- **Problem**
Nothing should be left out: output all of the entries exactly.

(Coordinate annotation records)
^^^^^^^^
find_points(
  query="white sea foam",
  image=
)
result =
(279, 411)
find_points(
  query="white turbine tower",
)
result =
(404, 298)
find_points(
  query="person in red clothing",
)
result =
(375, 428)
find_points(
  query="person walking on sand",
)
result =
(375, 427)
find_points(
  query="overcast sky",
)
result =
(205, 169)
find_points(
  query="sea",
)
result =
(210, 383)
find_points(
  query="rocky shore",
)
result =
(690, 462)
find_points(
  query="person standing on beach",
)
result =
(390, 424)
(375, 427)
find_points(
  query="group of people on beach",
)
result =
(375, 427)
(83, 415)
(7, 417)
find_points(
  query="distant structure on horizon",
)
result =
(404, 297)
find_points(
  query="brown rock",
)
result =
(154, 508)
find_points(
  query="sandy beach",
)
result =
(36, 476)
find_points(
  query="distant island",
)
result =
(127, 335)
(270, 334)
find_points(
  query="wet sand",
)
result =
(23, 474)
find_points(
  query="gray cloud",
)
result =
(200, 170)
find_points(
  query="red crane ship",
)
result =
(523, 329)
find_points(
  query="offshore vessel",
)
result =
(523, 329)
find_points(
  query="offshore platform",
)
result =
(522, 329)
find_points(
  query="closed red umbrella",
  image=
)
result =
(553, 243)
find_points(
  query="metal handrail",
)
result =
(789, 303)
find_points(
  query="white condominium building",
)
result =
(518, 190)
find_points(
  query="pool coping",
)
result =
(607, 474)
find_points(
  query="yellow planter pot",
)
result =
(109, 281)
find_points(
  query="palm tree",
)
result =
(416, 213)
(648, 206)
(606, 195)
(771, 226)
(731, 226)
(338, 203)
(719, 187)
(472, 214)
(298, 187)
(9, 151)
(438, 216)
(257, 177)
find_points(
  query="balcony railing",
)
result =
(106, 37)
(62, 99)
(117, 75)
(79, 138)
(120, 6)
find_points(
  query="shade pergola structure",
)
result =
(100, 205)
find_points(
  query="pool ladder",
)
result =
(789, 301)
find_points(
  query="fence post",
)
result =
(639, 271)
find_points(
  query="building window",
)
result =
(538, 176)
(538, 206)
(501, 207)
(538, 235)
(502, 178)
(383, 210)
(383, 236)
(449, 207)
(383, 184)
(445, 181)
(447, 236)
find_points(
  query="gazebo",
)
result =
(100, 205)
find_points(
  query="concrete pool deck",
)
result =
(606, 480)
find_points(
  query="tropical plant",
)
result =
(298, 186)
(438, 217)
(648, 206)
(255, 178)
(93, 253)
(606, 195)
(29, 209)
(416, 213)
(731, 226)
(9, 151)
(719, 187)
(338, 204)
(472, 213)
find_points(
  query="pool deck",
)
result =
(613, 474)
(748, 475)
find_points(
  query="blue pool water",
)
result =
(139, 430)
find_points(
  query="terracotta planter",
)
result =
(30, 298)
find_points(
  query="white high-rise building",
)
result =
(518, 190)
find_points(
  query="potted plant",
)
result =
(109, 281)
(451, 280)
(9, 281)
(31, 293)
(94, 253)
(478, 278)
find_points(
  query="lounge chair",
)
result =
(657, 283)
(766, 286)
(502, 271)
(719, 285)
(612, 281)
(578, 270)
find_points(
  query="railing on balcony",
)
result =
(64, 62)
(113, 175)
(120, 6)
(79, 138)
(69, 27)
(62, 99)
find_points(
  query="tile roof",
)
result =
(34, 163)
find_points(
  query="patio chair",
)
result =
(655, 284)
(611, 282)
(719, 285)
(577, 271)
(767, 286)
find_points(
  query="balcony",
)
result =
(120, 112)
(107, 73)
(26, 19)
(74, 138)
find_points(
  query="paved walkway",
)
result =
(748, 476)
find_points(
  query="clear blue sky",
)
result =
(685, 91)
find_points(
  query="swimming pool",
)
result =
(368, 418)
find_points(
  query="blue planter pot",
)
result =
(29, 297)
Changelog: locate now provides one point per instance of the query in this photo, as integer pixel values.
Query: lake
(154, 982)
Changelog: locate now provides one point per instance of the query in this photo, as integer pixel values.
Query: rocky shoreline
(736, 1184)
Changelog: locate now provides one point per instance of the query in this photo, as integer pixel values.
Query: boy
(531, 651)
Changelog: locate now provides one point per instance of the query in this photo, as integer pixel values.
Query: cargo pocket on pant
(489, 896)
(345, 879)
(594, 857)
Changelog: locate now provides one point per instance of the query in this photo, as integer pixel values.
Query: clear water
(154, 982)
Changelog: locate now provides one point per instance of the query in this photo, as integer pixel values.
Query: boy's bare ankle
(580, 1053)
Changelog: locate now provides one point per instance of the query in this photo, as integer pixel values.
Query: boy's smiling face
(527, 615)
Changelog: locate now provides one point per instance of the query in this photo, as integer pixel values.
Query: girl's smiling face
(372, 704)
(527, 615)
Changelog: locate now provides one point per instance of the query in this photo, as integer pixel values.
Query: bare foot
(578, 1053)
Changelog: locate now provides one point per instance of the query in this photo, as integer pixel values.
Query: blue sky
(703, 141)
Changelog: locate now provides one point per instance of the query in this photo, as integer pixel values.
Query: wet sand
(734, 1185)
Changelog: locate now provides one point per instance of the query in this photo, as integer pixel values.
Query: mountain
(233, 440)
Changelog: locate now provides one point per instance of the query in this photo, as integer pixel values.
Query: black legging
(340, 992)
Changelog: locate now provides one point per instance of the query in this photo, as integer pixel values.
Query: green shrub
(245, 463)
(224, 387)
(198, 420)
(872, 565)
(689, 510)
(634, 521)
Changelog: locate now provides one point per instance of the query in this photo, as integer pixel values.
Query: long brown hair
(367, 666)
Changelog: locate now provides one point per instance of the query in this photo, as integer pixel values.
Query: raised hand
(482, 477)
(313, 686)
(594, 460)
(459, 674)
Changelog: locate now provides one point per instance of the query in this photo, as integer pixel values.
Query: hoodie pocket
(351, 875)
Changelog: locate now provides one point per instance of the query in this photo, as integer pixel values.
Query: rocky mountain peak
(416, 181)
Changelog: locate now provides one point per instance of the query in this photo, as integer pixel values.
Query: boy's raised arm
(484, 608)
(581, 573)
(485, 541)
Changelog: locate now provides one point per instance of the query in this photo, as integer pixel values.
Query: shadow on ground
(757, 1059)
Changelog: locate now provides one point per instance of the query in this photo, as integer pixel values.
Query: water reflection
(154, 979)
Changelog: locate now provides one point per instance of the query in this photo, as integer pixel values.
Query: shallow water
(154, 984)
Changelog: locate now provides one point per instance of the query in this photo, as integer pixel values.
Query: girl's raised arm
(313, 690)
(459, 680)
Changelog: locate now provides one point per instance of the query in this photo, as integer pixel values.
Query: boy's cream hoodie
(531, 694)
^^^^^^^^
- **Complete answer**
find_points(
  query="white sea foam",
  image=
)
result =
(279, 411)
find_points(
  query="white turbine tower",
)
result =
(404, 298)
find_points(
  query="person in red clothing",
)
result =
(375, 428)
find_points(
  query="person walking on sand",
)
result =
(375, 427)
find_points(
  query="overcast sky",
)
result =
(205, 169)
find_points(
  query="sea",
)
result =
(210, 383)
find_points(
  query="rocky shore",
)
result =
(690, 462)
find_points(
  query="person standing on beach",
)
result =
(390, 424)
(375, 427)
find_points(
  query="group of people on beach",
)
result =
(375, 427)
(83, 415)
(7, 417)
find_points(
  query="distant structure on horizon",
)
result =
(404, 297)
find_points(
  query="brown rock",
)
result =
(154, 508)
find_points(
  query="sandy beach",
)
result =
(36, 476)
find_points(
  query="distant island",
)
result =
(127, 335)
(270, 334)
find_points(
  query="wet sand",
)
result =
(23, 474)
find_points(
  query="gray cloud",
)
result =
(200, 170)
find_points(
  query="red crane ship",
)
result =
(523, 329)
find_points(
  query="offshore vessel",
)
result =
(523, 329)
find_points(
  query="offshore platform",
)
result =
(522, 329)
find_points(
  query="closed red umbrella",
  image=
)
result =
(553, 243)
find_points(
  query="metal handrail",
)
result =
(789, 303)
find_points(
  query="white condominium building",
)
result =
(518, 190)
find_points(
  query="pool coping",
)
result =
(607, 474)
find_points(
  query="yellow planter pot",
)
result =
(109, 281)
find_points(
  query="palm tree",
)
result =
(416, 213)
(648, 206)
(606, 195)
(771, 226)
(731, 226)
(338, 203)
(719, 187)
(472, 214)
(298, 187)
(9, 151)
(438, 216)
(257, 177)
find_points(
  query="balcony railing",
)
result =
(106, 37)
(62, 99)
(117, 75)
(79, 138)
(120, 6)
find_points(
  query="shade pergola structure",
)
result =
(100, 205)
find_points(
  query="pool ladder",
)
result =
(789, 301)
find_points(
  query="fence post",
)
result =
(639, 271)
find_points(
  query="building window",
)
result =
(538, 176)
(538, 206)
(501, 207)
(538, 235)
(502, 178)
(383, 210)
(383, 236)
(449, 207)
(383, 184)
(445, 181)
(447, 236)
find_points(
  query="gazebo",
)
result =
(100, 205)
find_points(
  query="concrete pool deck",
)
result =
(606, 480)
find_points(
  query="tropical plant",
)
result =
(298, 186)
(438, 217)
(648, 206)
(255, 178)
(93, 253)
(606, 195)
(29, 209)
(416, 213)
(731, 226)
(9, 151)
(719, 187)
(338, 204)
(472, 213)
find_points(
  query="pool deck",
)
result =
(613, 474)
(748, 475)
find_points(
  query="blue pool water",
)
result =
(139, 430)
find_points(
  query="terracotta planter",
)
result =
(30, 298)
find_points(
  query="white high-rise building",
)
result =
(518, 190)
find_points(
  query="potted plant",
)
result =
(109, 281)
(451, 280)
(9, 281)
(31, 293)
(94, 253)
(478, 278)
find_points(
  query="lounge chair",
)
result =
(657, 283)
(766, 286)
(502, 271)
(719, 285)
(612, 281)
(578, 270)
find_points(
  query="railing on balcony",
)
result =
(64, 62)
(113, 175)
(120, 6)
(79, 138)
(69, 27)
(62, 99)
find_points(
  query="tile roof",
)
result =
(34, 163)
find_points(
  query="patio chair",
)
result =
(655, 284)
(611, 282)
(719, 285)
(577, 271)
(767, 286)
find_points(
  query="balcony",
)
result =
(120, 112)
(107, 73)
(26, 19)
(74, 138)
find_points(
  query="paved walkway",
)
result =
(748, 476)
find_points(
  query="clear blue sky",
)
result =
(685, 91)
find_points(
  query="swimming pool",
)
result =
(368, 418)
find_points(
  query="blue planter pot",
)
result =
(29, 297)
Changelog: locate now provides one point per instance of the query in this photo, as integer pixel values.
Query: lake
(154, 982)
Changelog: locate now provides one point per instance of the query in this photo, as integer pixel values.
Query: rocky shoreline
(736, 1184)
Changelog: locate now provides one point per instance of the query in this photo, as integer pixel values.
Query: boy
(531, 651)
Changelog: locate now provides one point per instance of the query in this photo, as integer pixel values.
Query: cargo pocket on pant
(489, 896)
(345, 879)
(594, 857)
Changelog: locate now provides one point per instance of the query in this photo, as integer pixel values.
Query: clear water
(154, 982)
Changelog: locate now provides one point per instance of the query in this photo, as integer pixel values.
Query: boy's bare ankle
(580, 1053)
Changelog: locate now provides one point per instance of the query in this photo, as integer pixel values.
Query: boy's smiling face
(527, 615)
Changelog: locate now provides one point per instance of the query in this photo, as integer pixel values.
Query: girl's smiling face
(372, 704)
(527, 615)
Changelog: locate now provides one point per instance of the query in this photo, as integer pixel values.
Query: bare foot
(578, 1053)
Changelog: locate now provides one point per instance of the query in this photo, as integer pixel values.
Query: blue sky
(703, 141)
Changelog: locate now provides one point per instance of the query in this photo, as integer pixel values.
Query: wet sand
(734, 1185)
Changelog: locate now provides one point per instance of the query in this photo, as integer pixel values.
Query: mountain
(233, 440)
Changelog: locate now provides one point per instance of the query in this photo, as integer pixel values.
Query: black legging
(340, 992)
Changelog: locate now provides one point per instance of the query in this photo, as integer pixel values.
Query: green shrub
(245, 463)
(224, 387)
(198, 420)
(872, 565)
(689, 510)
(634, 521)
Changelog: locate now provides one point per instance of the query in this photo, as integer pixel values.
Query: long brown hair
(367, 666)
Changelog: locate now provides one point per instance of the query in this photo, as integer pixel values.
Query: raised hand
(482, 477)
(313, 686)
(594, 460)
(459, 674)
Changelog: locate now provides one point per instance of the query in this photo, as integer pixel values.
Query: hoodie pocket
(351, 875)
Changelog: locate now provides one point per instance of the query in this photo, as integer pixel values.
Query: rocky mountain peak
(416, 181)
Changelog: locate now provides one point per instance of the query in this photo, as integer pixel values.
Query: boy's raised arm
(484, 608)
(581, 573)
(485, 541)
Changelog: locate now provides one point per instance of the query in this photo, as integer pixel values.
Query: shadow on ground
(757, 1059)
Changelog: locate now provides one point per instance of the query in this photo, as integer pixel values.
Query: water reflection
(154, 979)
Changelog: locate now provides one point per instance of the query in this photo, as integer pixel values.
Query: shallow water
(154, 984)
Changelog: locate now provides one point per instance of the query in this photo, as integer pixel values.
Query: girl's raised arm
(313, 690)
(459, 680)
Changelog: locate now provides one point per instance of the query in this photo, as integer pixel values.
Query: boy's cream hoodie
(531, 694)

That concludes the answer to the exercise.